== Task prompt ==
Print the line that contains "the hay, imagine" and every line after it through the last line of the records below, exactly as written and nothing else.

== Records to process ==

_____

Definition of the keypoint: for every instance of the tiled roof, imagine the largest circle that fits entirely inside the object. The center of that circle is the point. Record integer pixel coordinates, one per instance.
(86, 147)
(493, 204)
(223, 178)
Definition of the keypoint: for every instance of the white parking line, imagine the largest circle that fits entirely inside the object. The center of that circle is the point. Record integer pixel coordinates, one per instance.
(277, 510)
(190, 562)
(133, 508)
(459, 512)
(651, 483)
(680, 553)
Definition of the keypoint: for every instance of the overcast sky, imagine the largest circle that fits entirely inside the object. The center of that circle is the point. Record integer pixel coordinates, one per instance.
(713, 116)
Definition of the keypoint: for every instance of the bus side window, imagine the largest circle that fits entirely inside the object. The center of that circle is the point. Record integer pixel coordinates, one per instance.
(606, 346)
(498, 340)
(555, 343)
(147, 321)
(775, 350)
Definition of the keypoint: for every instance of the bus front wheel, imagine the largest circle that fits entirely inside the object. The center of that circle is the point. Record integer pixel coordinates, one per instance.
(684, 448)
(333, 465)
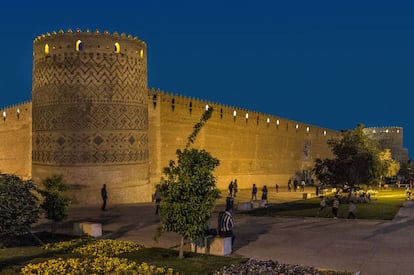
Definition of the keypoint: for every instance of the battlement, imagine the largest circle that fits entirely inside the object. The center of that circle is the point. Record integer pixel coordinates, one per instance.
(87, 42)
(231, 114)
(16, 112)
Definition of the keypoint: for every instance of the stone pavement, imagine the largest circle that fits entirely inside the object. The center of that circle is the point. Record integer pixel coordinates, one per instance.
(370, 246)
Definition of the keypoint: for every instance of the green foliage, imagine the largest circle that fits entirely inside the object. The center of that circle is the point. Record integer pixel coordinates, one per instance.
(357, 161)
(19, 206)
(189, 190)
(55, 203)
(407, 170)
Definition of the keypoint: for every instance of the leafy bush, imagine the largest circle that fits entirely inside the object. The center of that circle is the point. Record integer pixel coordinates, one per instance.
(55, 203)
(19, 206)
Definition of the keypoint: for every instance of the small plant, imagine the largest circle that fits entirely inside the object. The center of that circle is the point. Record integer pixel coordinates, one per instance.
(19, 206)
(55, 203)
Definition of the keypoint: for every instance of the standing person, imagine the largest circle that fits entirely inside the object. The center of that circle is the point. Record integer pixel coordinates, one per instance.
(225, 226)
(322, 205)
(157, 199)
(254, 192)
(235, 188)
(335, 206)
(264, 193)
(351, 210)
(104, 195)
(231, 188)
(408, 192)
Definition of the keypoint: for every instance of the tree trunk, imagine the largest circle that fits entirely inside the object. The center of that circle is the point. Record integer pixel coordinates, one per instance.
(181, 255)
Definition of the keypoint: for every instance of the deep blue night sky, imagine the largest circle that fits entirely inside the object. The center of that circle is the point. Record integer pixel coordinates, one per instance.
(328, 63)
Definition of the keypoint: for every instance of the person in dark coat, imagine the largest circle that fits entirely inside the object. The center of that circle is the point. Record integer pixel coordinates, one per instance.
(104, 195)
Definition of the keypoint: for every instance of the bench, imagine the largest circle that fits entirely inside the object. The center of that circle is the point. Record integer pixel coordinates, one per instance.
(259, 203)
(242, 206)
(215, 245)
(87, 228)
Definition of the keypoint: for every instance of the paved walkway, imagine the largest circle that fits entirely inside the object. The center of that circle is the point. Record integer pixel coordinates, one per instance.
(371, 247)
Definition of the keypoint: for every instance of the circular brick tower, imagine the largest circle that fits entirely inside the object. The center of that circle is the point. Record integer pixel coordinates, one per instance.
(90, 114)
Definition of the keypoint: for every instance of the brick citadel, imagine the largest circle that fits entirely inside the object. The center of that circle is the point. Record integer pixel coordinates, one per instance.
(94, 120)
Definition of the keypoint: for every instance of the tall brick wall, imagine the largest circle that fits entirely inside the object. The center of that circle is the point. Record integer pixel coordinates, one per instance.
(262, 149)
(16, 140)
(389, 138)
(95, 121)
(90, 114)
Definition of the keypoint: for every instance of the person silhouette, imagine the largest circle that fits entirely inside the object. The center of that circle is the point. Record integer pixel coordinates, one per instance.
(104, 195)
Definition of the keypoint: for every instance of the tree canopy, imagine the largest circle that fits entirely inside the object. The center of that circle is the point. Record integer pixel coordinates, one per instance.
(19, 205)
(188, 190)
(357, 161)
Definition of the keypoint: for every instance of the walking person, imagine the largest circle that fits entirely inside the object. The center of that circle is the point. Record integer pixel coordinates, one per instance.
(264, 194)
(104, 195)
(351, 210)
(254, 192)
(335, 206)
(235, 188)
(225, 226)
(322, 206)
(157, 199)
(231, 188)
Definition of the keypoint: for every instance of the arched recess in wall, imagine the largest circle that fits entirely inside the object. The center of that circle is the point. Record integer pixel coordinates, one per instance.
(79, 46)
(117, 48)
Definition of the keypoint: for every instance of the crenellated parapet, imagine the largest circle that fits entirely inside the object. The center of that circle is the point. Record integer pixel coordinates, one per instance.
(17, 112)
(226, 114)
(389, 138)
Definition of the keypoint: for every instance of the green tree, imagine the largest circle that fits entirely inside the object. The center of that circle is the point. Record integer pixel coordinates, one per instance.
(391, 166)
(188, 190)
(406, 170)
(357, 161)
(55, 203)
(19, 205)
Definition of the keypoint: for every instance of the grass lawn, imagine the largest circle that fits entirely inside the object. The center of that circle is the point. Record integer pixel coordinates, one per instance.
(383, 206)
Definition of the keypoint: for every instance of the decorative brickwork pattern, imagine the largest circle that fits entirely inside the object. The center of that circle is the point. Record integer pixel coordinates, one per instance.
(90, 103)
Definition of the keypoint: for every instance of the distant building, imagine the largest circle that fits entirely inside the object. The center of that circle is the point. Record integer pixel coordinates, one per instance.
(389, 138)
(93, 119)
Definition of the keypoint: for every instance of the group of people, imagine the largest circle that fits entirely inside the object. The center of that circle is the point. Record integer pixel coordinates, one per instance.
(264, 192)
(335, 208)
(233, 188)
(296, 185)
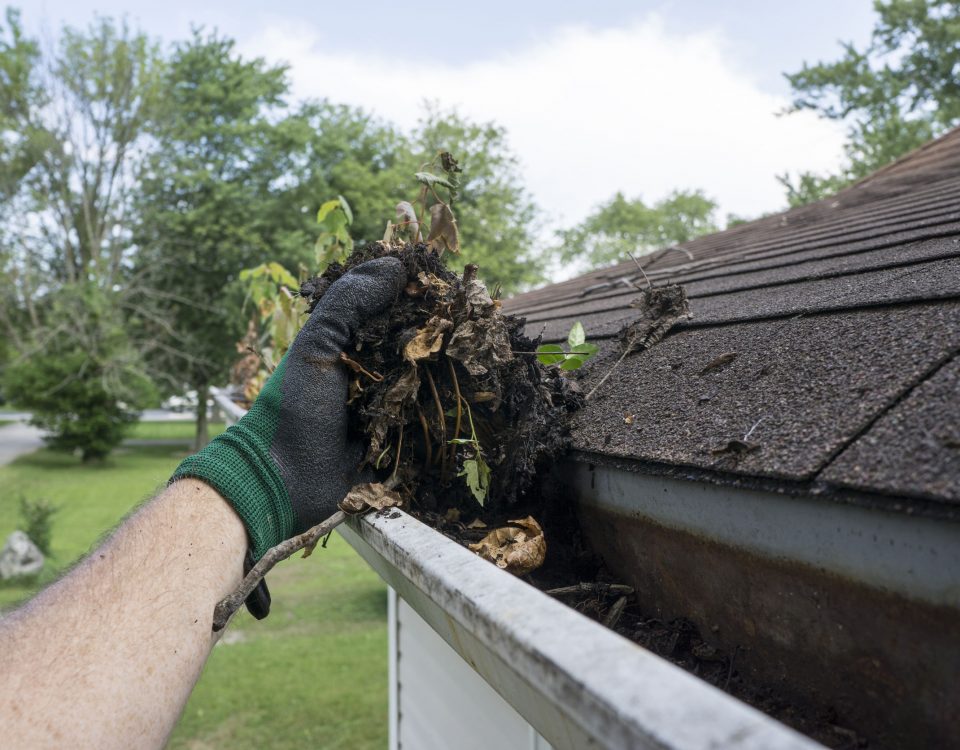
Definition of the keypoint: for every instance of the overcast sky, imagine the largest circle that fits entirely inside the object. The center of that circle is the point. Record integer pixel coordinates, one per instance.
(598, 96)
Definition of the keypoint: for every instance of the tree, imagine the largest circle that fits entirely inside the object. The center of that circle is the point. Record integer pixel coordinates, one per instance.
(621, 226)
(83, 382)
(77, 113)
(896, 94)
(218, 195)
(494, 212)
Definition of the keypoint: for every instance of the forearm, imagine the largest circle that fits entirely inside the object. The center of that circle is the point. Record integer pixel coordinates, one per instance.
(107, 656)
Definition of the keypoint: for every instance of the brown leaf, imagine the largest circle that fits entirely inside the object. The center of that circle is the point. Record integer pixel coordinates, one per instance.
(444, 234)
(427, 341)
(480, 345)
(518, 549)
(407, 216)
(371, 495)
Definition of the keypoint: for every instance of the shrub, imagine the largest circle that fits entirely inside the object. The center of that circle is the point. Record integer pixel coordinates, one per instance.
(79, 375)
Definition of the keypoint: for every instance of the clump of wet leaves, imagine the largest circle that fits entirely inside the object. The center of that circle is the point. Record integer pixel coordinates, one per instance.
(444, 390)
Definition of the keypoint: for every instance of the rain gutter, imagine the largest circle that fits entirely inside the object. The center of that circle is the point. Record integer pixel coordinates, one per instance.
(577, 683)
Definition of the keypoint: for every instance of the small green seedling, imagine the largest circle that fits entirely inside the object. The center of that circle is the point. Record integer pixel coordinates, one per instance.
(578, 352)
(475, 472)
(334, 242)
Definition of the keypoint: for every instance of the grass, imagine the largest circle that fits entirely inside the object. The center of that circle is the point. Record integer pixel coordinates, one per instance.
(169, 430)
(314, 673)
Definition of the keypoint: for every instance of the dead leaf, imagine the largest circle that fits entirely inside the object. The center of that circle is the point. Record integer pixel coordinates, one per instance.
(444, 234)
(376, 377)
(480, 345)
(719, 361)
(363, 497)
(518, 549)
(395, 398)
(408, 217)
(428, 340)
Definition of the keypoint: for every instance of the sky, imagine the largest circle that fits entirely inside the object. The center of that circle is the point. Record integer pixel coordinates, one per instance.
(597, 97)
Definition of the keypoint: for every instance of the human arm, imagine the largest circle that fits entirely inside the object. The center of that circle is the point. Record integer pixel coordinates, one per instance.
(107, 656)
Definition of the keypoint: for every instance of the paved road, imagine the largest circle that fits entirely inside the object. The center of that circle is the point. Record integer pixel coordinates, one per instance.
(17, 439)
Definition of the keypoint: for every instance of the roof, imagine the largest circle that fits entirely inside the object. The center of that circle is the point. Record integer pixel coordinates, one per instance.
(830, 333)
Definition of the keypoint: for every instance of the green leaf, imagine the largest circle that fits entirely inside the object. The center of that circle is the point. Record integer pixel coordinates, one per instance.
(550, 354)
(588, 350)
(577, 335)
(477, 475)
(327, 208)
(431, 179)
(572, 362)
(346, 209)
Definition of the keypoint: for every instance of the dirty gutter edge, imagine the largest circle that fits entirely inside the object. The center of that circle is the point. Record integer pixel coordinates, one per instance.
(570, 677)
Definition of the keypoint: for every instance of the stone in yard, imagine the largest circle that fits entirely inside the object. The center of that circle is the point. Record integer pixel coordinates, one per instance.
(19, 557)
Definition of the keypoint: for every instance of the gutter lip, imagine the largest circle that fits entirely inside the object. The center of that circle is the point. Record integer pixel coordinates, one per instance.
(616, 692)
(813, 489)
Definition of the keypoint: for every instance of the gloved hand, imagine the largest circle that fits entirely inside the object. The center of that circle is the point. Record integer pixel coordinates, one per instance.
(287, 463)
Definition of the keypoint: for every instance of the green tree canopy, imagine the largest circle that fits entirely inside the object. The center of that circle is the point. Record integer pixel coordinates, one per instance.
(897, 93)
(495, 214)
(621, 226)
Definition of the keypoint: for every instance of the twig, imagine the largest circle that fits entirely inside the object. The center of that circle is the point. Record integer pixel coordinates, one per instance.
(442, 419)
(592, 588)
(396, 464)
(628, 350)
(730, 667)
(640, 268)
(615, 613)
(456, 389)
(426, 436)
(230, 604)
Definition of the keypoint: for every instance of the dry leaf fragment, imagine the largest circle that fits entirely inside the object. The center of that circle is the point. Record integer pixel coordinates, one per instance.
(428, 340)
(363, 497)
(444, 234)
(408, 216)
(480, 345)
(518, 549)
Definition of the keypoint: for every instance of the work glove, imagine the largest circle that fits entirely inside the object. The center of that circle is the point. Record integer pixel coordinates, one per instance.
(287, 463)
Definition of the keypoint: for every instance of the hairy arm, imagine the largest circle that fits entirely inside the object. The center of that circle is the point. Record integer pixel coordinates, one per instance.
(107, 656)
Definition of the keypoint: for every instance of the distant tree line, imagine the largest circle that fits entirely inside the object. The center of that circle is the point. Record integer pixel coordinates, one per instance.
(137, 180)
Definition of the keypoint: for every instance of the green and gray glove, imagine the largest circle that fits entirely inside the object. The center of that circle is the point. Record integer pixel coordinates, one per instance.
(287, 463)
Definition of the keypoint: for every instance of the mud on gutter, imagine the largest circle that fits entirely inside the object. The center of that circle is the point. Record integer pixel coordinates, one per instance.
(578, 683)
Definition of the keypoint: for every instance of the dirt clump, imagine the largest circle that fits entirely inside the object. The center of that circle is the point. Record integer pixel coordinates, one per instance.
(445, 390)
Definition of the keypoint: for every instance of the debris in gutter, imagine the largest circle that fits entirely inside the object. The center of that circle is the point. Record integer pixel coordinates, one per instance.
(519, 548)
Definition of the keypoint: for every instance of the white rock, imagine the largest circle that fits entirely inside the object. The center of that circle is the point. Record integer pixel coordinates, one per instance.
(19, 556)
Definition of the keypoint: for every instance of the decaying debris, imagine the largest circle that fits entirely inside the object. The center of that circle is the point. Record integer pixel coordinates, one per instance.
(519, 548)
(439, 391)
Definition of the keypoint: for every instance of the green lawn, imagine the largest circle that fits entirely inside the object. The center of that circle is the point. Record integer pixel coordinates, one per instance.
(313, 674)
(169, 430)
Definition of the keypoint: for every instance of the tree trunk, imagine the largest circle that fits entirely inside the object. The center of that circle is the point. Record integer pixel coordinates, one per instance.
(202, 435)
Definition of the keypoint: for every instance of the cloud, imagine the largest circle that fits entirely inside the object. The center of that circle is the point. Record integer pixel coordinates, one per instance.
(591, 112)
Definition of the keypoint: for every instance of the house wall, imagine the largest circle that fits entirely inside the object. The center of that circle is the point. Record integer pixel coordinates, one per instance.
(437, 701)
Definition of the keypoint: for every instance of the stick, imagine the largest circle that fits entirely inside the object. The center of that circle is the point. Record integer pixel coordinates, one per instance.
(456, 428)
(591, 588)
(230, 604)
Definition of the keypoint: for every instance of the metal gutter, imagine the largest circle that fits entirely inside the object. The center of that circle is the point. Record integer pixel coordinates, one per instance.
(909, 555)
(579, 684)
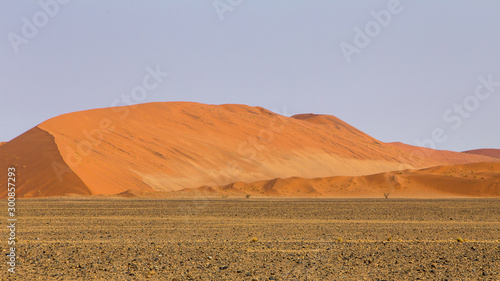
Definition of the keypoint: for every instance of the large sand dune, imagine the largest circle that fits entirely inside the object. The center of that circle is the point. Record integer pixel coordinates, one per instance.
(173, 146)
(469, 180)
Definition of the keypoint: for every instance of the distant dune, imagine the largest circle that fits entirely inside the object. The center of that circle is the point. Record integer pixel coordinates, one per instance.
(174, 146)
(469, 180)
(485, 152)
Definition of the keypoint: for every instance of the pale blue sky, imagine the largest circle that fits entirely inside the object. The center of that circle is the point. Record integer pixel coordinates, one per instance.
(277, 54)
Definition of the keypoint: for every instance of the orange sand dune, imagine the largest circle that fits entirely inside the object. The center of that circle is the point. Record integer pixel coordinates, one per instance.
(178, 145)
(469, 180)
(423, 154)
(490, 152)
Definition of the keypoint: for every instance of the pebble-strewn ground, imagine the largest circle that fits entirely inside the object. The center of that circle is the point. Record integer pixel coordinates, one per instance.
(214, 239)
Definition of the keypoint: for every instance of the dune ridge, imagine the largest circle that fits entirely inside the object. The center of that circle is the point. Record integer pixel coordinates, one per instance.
(181, 145)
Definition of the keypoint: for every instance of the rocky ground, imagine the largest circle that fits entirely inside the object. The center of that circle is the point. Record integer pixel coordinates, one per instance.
(256, 239)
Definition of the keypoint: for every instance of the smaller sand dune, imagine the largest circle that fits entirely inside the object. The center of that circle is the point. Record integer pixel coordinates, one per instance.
(466, 180)
(490, 152)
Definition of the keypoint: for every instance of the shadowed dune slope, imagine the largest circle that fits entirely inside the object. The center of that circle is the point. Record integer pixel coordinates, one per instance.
(178, 145)
(490, 152)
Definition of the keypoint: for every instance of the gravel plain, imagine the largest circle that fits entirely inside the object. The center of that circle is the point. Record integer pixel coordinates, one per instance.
(256, 239)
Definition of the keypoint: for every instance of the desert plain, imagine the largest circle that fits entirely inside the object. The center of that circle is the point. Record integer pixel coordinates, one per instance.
(89, 238)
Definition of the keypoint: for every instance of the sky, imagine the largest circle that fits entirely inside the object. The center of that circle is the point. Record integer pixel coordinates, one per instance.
(420, 72)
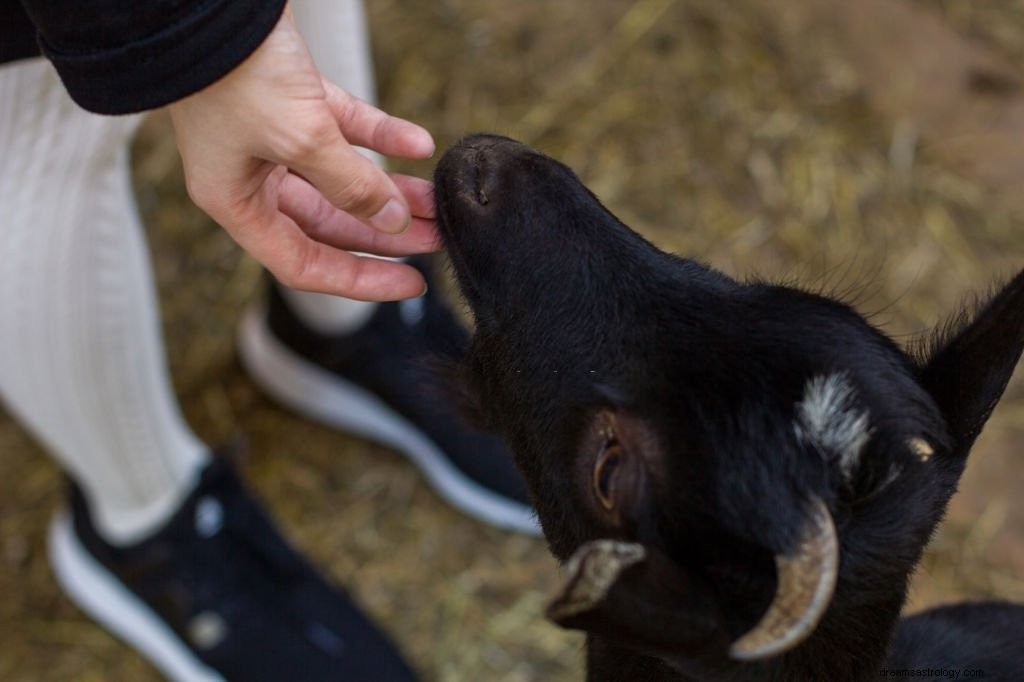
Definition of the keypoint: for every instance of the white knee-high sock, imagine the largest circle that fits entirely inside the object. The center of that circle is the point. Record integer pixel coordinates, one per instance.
(81, 353)
(337, 36)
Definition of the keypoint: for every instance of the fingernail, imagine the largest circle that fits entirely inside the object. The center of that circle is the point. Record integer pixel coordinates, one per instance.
(393, 218)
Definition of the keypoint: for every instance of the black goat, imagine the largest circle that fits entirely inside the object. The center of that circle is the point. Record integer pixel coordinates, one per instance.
(740, 477)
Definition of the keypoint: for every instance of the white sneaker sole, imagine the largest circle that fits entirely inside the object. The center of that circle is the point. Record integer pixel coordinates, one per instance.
(339, 403)
(108, 601)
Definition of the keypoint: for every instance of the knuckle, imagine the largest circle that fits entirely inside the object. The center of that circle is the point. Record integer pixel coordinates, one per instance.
(305, 141)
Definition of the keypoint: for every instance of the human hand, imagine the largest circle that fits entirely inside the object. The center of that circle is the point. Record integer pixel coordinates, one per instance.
(267, 153)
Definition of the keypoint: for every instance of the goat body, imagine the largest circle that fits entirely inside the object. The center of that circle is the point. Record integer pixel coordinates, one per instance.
(739, 476)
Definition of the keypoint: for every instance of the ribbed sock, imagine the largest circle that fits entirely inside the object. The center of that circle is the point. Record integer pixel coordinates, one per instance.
(82, 364)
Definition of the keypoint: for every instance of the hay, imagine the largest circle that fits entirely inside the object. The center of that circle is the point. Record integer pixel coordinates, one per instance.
(702, 124)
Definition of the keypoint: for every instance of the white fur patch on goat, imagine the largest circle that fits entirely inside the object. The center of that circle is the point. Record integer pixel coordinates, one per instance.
(828, 418)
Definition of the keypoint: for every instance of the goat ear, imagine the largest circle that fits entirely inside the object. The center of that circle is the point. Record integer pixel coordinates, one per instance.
(620, 456)
(967, 373)
(639, 598)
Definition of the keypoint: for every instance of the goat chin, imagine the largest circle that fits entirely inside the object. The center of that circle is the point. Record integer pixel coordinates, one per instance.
(739, 476)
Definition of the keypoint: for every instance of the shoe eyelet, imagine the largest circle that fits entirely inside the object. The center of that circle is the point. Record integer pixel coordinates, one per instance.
(207, 630)
(209, 517)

_____

== Reply ==
Definition of the keypoint: for every instance of the hay, imagine the largest circle that fits entirely inside the object. The center of that circle is the point. Record integer pixel coordinates, one per instance.
(702, 124)
Definition of the keypoint: for every instance of the white fur patch on goat, imagine the largest circle that fits entirely inside the object. The center of that circle is the point. Record integer pixel coordinates, one per instance.
(828, 418)
Definition of the keypoint: for every instance of the goat ear, imagine the largest circle that fits entirely inside the object. The center of that circle is the point. Record integer pixel coordinates, one per instance.
(620, 456)
(967, 373)
(639, 598)
Definition of the keypoint: for every instance of the goat chin, imagine the largest circle that fits entirely inside the object. The center of that circle is the point. Record integer pixel coordinates, one per instance.
(739, 476)
Definition of the keypoint: for every instance of the shoe eyelet, imagine the largest circle that fits entirely inside the object. The center of that circle is the point. Record integer pixel coordinates, one per instance.
(207, 630)
(209, 517)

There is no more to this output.